Segmentation annotation records:
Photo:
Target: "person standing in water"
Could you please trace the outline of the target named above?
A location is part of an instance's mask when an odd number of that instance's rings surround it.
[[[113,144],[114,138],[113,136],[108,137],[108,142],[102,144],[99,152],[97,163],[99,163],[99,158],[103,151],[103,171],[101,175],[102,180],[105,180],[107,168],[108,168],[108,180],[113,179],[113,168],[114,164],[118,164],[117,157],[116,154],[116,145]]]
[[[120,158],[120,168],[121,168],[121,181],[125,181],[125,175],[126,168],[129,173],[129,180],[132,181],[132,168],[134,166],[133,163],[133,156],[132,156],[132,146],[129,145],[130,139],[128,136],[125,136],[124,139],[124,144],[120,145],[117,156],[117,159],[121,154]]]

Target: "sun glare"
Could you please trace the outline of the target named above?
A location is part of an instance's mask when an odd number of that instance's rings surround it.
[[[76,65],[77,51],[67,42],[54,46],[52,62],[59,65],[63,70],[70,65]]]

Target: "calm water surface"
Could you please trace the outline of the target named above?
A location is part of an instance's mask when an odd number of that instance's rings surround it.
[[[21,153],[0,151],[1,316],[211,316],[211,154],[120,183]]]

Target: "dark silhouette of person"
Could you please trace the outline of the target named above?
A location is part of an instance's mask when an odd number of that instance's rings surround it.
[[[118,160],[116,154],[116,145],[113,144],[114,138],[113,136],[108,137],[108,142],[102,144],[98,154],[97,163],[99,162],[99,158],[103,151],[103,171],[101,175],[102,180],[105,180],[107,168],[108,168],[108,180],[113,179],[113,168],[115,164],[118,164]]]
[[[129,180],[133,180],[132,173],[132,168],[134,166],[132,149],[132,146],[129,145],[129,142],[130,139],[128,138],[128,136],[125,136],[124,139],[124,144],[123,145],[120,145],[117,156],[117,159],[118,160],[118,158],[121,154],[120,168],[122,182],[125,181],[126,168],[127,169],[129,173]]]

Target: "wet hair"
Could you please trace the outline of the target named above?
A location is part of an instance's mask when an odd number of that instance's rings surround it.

What you are asked to do: Each entry above is to be printed again exactly.

Expected answer:
Photo:
Target: "person standing in water"
Could you please trace the outline of the target named above?
A location is part of an instance's mask when an odd number of that instance's rings surround it.
[[[113,144],[114,138],[113,136],[108,137],[108,142],[102,144],[99,152],[97,163],[99,163],[99,158],[103,151],[103,171],[101,175],[102,180],[105,180],[107,168],[108,168],[108,180],[113,179],[113,168],[114,164],[118,164],[117,157],[116,154],[116,145]]]
[[[120,158],[120,168],[121,168],[121,181],[125,181],[125,175],[126,168],[129,173],[129,180],[132,181],[132,168],[134,166],[133,163],[133,156],[132,156],[132,146],[129,145],[130,139],[128,136],[125,136],[124,139],[124,144],[120,145],[117,156],[117,159],[121,154]]]

Target: "sun glare"
Could you please trace the outline of the target named above?
A location is part of an instance's mask when an odd number of that instance's rings surround it.
[[[76,65],[77,51],[67,42],[54,46],[52,62],[59,65],[63,70],[70,65]]]

Target: "calm water surface"
Could you please trace the outline of the target named above?
A location is part of an instance's mask when an odd number of that instance's rings surround it.
[[[21,153],[0,151],[1,316],[211,316],[211,154],[120,183]]]

Target: "dark silhouette of person"
Could you please trace the outline of the target named above?
A location is part of an instance's mask when an odd number of that instance's rings surround it.
[[[118,160],[116,154],[116,145],[113,144],[114,138],[113,136],[108,137],[108,142],[102,144],[98,154],[97,163],[99,162],[99,158],[103,151],[103,171],[101,175],[102,180],[105,180],[107,168],[108,168],[108,180],[113,179],[113,168],[115,164],[118,164]]]
[[[129,180],[133,180],[132,173],[132,168],[134,166],[132,149],[132,146],[129,145],[129,142],[130,139],[128,138],[128,136],[125,136],[124,139],[124,144],[123,145],[120,145],[117,156],[117,159],[118,160],[118,158],[121,154],[120,168],[122,182],[125,181],[126,168],[127,169],[129,173]]]

Target: "wet hair"
Could you please trace the outline of the target named above?
A location is part of an instance's mask when an odd number of that instance's rings surround it.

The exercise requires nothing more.